##### Exercise inputs

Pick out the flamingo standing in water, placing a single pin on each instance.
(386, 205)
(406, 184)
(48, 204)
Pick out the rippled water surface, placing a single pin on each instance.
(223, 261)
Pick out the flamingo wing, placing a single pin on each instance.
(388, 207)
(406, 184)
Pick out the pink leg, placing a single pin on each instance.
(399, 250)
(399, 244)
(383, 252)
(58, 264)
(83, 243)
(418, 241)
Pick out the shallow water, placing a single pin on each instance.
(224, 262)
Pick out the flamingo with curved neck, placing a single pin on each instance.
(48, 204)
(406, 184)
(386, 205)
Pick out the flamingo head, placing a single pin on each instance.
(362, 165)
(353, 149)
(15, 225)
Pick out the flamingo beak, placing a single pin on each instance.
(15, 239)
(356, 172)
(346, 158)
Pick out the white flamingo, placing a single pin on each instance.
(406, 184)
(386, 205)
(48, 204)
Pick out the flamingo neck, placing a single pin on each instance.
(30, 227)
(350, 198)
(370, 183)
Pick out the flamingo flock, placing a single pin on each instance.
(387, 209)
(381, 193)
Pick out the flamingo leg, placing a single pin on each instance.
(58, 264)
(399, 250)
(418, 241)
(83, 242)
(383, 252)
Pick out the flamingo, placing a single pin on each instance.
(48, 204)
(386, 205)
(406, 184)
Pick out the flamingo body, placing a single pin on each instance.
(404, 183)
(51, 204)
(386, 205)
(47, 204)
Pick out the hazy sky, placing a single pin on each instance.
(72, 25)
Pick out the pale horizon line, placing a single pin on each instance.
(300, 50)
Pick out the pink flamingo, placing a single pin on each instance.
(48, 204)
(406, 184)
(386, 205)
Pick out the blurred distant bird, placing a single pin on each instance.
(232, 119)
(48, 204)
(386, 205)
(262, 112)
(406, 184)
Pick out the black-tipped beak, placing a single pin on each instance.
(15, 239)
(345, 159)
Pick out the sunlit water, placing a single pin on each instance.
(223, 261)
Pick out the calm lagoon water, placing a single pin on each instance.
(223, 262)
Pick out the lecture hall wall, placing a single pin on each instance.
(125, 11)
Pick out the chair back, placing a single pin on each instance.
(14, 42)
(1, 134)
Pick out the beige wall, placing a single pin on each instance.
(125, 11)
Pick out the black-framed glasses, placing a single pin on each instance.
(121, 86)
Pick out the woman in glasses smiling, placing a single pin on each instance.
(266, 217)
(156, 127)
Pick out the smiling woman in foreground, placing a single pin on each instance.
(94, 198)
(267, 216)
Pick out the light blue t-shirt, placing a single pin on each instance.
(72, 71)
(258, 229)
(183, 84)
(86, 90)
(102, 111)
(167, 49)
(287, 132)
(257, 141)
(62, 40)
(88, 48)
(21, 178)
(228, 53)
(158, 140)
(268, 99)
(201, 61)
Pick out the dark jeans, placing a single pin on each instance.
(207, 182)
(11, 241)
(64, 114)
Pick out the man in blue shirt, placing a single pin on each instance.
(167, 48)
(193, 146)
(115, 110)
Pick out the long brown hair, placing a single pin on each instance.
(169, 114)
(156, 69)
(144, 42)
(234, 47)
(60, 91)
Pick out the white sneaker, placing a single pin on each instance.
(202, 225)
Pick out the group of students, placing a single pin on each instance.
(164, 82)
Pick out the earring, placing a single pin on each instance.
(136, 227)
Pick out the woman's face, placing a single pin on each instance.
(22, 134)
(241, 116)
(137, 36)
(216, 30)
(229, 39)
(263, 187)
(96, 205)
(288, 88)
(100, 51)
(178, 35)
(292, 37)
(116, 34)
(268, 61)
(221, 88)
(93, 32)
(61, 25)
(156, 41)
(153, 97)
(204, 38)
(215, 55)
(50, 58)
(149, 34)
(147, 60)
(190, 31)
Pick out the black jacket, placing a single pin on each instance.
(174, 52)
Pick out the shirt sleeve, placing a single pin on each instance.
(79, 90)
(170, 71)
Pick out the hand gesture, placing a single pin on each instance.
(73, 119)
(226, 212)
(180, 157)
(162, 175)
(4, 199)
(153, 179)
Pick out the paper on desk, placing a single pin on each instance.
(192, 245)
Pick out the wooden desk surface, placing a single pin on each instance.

##########

What to produce | Repeat exactly the lines from the line containing "Pick out the white sneaker, placing" through the last line of the records above, including both, and nothing else.

Output of the task |
Pick out the white sneaker, placing a single pin on each instance.
(202, 225)
Pick out the group of students, placing a single pin on each instance.
(164, 82)
Pick out the earring, placing a single pin on each instance.
(136, 227)
Pick out the woman's face, placing a single pin on each instance.
(22, 134)
(241, 116)
(137, 36)
(216, 30)
(229, 39)
(263, 187)
(96, 205)
(288, 88)
(100, 51)
(178, 35)
(292, 37)
(116, 34)
(268, 61)
(221, 88)
(93, 32)
(61, 25)
(156, 41)
(153, 97)
(204, 38)
(215, 55)
(50, 58)
(149, 34)
(147, 60)
(190, 31)
Pick out the black jacket, placing a single pin on each instance.
(174, 52)
Pick out the shirt sleeve, placing a single pin on each instance.
(79, 90)
(170, 71)
Pick out the hand gesture, placing a single pin on each instance.
(73, 119)
(226, 212)
(180, 157)
(162, 175)
(4, 199)
(153, 179)
Pick out the paper on desk, placing a single pin on each instance.
(192, 245)
Pick out the wooden desk surface, placing a single pin on each instance.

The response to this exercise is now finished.